## Exercise requirements
Reproduce the material word for word, starting at the line that contains "of the wooden" and ending at the last line of the material.

-- begin Dataset --

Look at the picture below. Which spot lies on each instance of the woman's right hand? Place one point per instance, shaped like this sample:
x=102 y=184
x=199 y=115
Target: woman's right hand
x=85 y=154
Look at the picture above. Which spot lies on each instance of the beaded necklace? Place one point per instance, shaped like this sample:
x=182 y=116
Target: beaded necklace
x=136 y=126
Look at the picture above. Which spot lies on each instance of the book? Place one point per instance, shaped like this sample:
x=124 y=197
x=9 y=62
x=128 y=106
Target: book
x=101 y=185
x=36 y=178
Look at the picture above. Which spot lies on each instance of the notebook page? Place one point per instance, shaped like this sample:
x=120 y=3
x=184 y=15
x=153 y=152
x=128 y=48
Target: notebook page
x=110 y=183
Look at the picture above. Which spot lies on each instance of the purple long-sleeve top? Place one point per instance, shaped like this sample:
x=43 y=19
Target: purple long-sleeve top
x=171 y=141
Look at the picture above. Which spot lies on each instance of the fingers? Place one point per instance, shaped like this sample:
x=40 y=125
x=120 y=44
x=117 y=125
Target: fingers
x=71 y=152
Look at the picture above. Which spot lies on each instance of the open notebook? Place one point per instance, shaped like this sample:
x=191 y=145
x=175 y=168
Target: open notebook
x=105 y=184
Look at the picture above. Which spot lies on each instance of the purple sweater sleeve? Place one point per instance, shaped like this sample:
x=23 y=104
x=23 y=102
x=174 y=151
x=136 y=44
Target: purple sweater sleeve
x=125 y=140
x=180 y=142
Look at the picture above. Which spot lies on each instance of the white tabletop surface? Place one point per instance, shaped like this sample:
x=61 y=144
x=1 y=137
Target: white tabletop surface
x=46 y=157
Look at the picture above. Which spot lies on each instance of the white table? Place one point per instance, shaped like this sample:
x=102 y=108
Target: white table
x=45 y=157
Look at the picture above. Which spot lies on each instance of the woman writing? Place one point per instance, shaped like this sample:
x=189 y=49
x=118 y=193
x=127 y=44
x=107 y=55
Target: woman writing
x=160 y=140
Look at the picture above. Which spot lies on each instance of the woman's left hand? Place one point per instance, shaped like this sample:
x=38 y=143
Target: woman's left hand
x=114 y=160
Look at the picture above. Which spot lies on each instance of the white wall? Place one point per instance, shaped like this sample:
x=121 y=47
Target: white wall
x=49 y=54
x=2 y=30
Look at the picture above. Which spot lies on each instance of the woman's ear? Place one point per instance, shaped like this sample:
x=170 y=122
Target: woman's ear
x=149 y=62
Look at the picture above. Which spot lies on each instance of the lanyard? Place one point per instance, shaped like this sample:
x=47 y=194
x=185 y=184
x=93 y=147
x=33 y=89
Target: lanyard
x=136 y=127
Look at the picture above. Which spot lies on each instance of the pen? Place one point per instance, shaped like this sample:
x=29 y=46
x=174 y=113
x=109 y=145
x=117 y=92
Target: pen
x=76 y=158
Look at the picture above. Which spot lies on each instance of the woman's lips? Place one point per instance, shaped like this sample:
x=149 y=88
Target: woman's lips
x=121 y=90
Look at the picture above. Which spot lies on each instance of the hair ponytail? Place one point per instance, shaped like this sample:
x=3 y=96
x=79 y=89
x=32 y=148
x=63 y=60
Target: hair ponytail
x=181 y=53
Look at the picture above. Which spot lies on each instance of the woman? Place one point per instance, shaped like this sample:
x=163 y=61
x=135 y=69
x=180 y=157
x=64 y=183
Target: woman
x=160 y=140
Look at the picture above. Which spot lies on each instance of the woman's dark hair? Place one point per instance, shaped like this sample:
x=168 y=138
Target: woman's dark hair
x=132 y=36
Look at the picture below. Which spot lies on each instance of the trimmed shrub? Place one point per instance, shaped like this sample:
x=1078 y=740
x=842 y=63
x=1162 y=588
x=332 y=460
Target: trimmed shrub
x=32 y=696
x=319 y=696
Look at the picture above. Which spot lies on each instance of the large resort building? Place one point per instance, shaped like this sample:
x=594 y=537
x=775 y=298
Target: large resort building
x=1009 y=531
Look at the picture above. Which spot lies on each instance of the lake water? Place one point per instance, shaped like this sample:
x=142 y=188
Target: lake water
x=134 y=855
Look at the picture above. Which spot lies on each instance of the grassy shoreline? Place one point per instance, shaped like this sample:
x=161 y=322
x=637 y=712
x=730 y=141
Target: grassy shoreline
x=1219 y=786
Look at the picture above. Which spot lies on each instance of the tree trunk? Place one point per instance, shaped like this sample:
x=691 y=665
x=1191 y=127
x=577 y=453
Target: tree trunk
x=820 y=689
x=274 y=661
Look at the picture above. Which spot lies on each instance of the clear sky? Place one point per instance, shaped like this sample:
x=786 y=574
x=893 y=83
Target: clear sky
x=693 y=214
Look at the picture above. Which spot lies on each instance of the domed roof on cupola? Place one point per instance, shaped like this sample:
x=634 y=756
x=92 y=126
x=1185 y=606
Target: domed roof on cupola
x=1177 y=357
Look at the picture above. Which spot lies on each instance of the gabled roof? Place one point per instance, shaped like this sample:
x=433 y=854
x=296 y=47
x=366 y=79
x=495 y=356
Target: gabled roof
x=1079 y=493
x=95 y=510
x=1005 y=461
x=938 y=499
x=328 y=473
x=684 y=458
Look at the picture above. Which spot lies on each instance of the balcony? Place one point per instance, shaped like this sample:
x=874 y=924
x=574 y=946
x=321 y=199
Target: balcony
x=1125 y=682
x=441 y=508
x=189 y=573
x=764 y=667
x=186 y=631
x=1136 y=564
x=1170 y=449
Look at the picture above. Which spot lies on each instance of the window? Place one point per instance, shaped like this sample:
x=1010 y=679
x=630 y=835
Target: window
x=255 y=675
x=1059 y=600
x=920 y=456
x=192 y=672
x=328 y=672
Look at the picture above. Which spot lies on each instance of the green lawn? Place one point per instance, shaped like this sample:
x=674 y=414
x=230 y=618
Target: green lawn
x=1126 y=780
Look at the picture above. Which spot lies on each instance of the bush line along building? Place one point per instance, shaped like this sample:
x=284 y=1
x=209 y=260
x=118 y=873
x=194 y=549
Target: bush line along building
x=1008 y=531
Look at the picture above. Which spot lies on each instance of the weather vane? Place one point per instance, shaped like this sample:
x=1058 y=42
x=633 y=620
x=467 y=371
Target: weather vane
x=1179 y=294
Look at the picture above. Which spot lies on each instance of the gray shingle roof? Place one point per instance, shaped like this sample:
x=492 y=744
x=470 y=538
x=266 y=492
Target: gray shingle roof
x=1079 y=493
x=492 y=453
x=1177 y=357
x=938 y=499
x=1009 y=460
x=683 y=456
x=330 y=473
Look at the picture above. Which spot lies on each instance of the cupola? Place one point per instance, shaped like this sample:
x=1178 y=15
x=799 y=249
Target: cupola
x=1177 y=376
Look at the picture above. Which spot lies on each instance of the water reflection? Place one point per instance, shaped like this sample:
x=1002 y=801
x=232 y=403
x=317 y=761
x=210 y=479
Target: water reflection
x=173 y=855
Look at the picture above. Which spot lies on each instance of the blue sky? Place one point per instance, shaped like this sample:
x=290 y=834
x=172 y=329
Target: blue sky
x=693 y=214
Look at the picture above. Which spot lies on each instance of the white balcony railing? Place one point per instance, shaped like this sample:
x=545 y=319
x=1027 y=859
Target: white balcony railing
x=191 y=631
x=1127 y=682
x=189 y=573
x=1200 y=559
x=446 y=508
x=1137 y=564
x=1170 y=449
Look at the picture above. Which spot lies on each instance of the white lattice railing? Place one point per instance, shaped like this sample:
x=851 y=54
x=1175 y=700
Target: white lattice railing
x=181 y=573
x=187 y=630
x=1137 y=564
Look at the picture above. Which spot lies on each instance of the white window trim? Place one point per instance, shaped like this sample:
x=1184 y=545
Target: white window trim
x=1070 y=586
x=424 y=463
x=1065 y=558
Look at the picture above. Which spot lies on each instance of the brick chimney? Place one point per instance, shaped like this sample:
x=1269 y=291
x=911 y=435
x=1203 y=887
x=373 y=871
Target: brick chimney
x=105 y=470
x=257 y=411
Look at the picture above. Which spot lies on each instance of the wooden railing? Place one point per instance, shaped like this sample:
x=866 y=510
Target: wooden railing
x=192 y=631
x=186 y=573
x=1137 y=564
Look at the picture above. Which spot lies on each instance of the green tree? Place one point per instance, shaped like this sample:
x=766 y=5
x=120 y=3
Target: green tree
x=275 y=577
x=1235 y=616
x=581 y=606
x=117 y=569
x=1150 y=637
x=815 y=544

-- end Dataset --

## Complete answer
Look at the picture above. Which spot lies on each instance of the wooden railing? Place one point per instance, shaped like this sample:
x=866 y=510
Target: wooden railing
x=192 y=631
x=186 y=573
x=1137 y=564
Look at the picture above. Which spot lies on each instance of the green tree? Place one point per instance, shaped like this sample:
x=766 y=5
x=120 y=3
Target: green tree
x=275 y=577
x=1235 y=616
x=581 y=606
x=117 y=569
x=1150 y=637
x=815 y=544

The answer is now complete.